++++ EXCERTO PARA LEITURA

Acórdãos T CONFLITOS

Acórdão do Tribunal dos Conflitos
Processo:09/21
Data do Acordão:04/06/2022
Tribunal:CONFLITOS
Relator:TERESA DE SOUSA
Descritores:CONFLITO DE JURISDIÇÃO
RESTITUIÇÃO DE POSSE
TRIBUNAIS JUDICIAIS
Sumário:A competência para conhecer de acções em que se discutem direitos reais cabe na esfera dos Tribunais Judiciais.
Nº Convencional:JSTA000P29204
Nº do Documento:SAC2022040609
Data de Entrada:03/04/2021
Recorrente:CONFLITO NEGATIVO DE JURISDIÇÃO ENTRE O TRIBUNAL JUDICIAL DA COMARCA DE LISBOA OESTE, JUÍZO LOCAL CÍVEL DE CASCAIS - J3 E O TRIBUNAL ADMINISTRATIVO E FISCAL DE SINTRA UO3
RECORRENTES: A......... E OUTROS.
RECORRIDO: B........

++++++++

DESAFIO 1:
Com base no sumário do acórdão, explique em uma a três frases por que cabe aos Tribunais Judiciais conhecer das ações em causa.
DESAFIO 2:
Responda com base no acórdão:
(a) Quem foi o relator?
(b) Qual é a data de entrada indicada?
(c) Entre que tribunais se deu o conflito negativo de jurisdição?
As linhas que vêm a seguir são material independente do acórdão.

++++ REGISTOS

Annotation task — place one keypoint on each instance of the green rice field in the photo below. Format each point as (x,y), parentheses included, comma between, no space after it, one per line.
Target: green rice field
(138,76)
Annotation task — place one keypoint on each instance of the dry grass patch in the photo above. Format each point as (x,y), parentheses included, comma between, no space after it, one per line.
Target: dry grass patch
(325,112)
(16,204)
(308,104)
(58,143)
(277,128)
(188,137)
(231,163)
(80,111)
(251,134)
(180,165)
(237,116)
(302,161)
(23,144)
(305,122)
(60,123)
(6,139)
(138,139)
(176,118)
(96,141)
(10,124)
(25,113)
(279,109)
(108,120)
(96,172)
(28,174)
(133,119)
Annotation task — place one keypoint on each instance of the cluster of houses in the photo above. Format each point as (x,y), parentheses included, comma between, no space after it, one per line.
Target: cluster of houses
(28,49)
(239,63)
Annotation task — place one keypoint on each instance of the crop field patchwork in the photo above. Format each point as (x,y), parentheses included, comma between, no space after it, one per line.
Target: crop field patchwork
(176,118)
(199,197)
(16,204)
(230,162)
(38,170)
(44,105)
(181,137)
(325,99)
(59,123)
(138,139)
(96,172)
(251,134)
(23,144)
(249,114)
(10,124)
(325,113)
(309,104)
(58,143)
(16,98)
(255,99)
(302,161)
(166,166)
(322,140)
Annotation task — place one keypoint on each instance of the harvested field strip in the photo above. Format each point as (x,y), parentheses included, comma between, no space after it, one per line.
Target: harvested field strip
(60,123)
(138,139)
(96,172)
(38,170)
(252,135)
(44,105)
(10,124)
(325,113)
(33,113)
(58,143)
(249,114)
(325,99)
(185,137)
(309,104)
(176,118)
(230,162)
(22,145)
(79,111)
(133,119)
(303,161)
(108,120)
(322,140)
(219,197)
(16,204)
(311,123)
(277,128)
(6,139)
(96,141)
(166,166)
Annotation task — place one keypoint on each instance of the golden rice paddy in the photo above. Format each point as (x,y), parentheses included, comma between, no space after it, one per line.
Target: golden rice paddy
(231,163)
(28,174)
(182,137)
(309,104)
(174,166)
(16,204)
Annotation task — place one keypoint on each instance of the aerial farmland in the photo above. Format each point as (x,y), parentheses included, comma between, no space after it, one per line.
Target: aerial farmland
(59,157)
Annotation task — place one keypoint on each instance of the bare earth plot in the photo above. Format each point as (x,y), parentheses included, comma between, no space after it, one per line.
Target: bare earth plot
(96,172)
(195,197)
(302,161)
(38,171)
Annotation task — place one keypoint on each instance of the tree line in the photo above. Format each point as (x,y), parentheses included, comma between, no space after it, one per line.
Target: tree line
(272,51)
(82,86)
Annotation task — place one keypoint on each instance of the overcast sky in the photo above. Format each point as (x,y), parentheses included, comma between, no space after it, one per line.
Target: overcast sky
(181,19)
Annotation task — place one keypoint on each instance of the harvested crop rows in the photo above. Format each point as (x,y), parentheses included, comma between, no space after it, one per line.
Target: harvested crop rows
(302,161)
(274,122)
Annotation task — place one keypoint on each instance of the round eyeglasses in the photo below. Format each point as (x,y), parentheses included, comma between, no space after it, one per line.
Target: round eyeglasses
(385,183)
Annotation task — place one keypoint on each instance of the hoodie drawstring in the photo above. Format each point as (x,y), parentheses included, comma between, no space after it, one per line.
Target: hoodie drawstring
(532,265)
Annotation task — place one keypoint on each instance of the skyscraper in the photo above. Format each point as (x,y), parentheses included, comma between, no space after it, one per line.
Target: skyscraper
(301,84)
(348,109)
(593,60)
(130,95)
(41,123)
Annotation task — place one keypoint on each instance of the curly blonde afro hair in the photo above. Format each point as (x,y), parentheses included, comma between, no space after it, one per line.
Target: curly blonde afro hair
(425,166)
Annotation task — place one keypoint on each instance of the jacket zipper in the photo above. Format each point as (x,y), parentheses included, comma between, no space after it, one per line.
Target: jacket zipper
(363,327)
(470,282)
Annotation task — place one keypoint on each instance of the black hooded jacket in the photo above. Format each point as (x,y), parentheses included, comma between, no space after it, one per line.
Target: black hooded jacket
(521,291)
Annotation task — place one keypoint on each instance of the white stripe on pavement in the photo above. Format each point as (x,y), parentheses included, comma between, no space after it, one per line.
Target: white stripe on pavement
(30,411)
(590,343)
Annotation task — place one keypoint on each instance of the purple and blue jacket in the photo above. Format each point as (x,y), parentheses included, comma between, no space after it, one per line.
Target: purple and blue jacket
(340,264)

++++++++

RESULTADO FINAL 1:
Cabe aos Tribunais Judiciais porque se trata de ações em que se discutem direitos reais. O sumário afirma que a competência para conhecer dessas ações pertence à esfera dos Tribunais Judiciais.

RESULTADO FINAL 2:
(a) Teresa de Sousa.
(b) 03/04/2021.
(c) Entre o Tribunal Judicial da Comarca de Lisboa Oeste, Juízo Local Cível de Cascais - J3, e o Tribunal Administrativo e Fiscal de Sintra.